- Stored data:

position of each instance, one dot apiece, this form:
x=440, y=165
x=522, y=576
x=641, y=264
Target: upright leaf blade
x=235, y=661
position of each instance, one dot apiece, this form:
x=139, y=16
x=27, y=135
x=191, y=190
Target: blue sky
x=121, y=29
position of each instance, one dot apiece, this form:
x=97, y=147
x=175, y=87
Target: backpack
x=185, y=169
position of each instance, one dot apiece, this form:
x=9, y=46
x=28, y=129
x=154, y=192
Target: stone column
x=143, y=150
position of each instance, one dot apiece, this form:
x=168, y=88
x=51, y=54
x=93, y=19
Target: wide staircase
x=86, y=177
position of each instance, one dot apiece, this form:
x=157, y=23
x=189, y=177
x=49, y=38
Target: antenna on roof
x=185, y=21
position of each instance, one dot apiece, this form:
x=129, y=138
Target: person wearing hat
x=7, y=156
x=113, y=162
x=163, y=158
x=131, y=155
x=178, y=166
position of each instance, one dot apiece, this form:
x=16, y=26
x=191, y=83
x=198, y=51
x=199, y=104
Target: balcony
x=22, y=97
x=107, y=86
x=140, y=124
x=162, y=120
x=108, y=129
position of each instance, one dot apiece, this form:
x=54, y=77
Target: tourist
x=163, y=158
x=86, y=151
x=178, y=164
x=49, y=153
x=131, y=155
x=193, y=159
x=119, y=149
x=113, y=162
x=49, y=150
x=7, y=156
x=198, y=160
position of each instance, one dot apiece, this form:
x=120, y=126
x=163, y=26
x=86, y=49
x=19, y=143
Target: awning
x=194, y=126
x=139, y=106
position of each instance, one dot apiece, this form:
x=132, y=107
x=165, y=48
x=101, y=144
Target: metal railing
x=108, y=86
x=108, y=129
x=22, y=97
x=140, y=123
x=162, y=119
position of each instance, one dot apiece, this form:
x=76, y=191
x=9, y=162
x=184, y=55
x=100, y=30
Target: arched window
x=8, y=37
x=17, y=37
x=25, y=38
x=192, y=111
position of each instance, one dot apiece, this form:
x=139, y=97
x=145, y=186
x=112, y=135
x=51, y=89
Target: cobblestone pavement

- Problem:
The entries shown above should be duplicated exactly.

- Answer to the problem:
position of each instance, one dot apiece, this form:
x=440, y=165
x=522, y=576
x=641, y=264
Target: upright leaf blade
x=235, y=661
position of each instance, one dot apiece, this form:
x=139, y=16
x=27, y=135
x=191, y=190
Target: blue sky
x=121, y=29
position of each instance, one dot apiece, this form:
x=97, y=147
x=175, y=87
Target: backpack
x=185, y=169
position of each instance, one dot apiece, this form:
x=9, y=46
x=28, y=129
x=154, y=192
Target: stone column
x=143, y=150
position of each instance, one dot apiece, this form:
x=168, y=88
x=51, y=54
x=93, y=19
Target: wide staircase
x=86, y=177
position of each instance, one dot apiece, this form:
x=157, y=23
x=189, y=177
x=49, y=38
Target: antenna on roof
x=185, y=21
position of each instance, one dot apiece, this form:
x=129, y=138
Target: person wearing hat
x=7, y=156
x=113, y=162
x=163, y=158
x=131, y=155
x=178, y=166
position of each instance, one dot apiece, this form:
x=16, y=26
x=191, y=83
x=198, y=51
x=199, y=104
Target: balcony
x=22, y=97
x=107, y=86
x=140, y=124
x=162, y=120
x=108, y=129
position of each instance, one dot apiece, this form:
x=54, y=77
Target: tourist
x=163, y=158
x=86, y=151
x=178, y=164
x=49, y=153
x=131, y=155
x=193, y=159
x=119, y=149
x=113, y=162
x=49, y=150
x=7, y=156
x=198, y=160
position of each instance, one dot apiece, this form:
x=120, y=126
x=163, y=26
x=86, y=49
x=19, y=143
Target: awning
x=194, y=126
x=139, y=106
position of each instance, one dot apiece, this form:
x=132, y=107
x=165, y=48
x=101, y=144
Target: metal railing
x=108, y=86
x=108, y=129
x=22, y=97
x=140, y=123
x=162, y=119
position of each instance, one dot apiece, this form:
x=76, y=191
x=9, y=162
x=184, y=55
x=100, y=30
Target: arched window
x=8, y=37
x=17, y=37
x=25, y=38
x=192, y=111
position of each instance, one dot apiece, this form:
x=139, y=97
x=145, y=186
x=112, y=135
x=51, y=89
Target: cobblestone pavement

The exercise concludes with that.